● **PROVIDED RECORDS**:
·····
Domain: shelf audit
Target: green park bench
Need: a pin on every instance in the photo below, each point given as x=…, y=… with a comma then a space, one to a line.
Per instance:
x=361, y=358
·····
● **YOUR INSTRUCTIONS**:
Output each of these records again with every line unchanged.

● **WRITTEN SOLUTION**:
Domain: shelf audit
Target: green park bench
Need: a pin on every instance in the photo below, each point given as x=…, y=… with a comma then a space, one to a line.
Per instance:
x=361, y=358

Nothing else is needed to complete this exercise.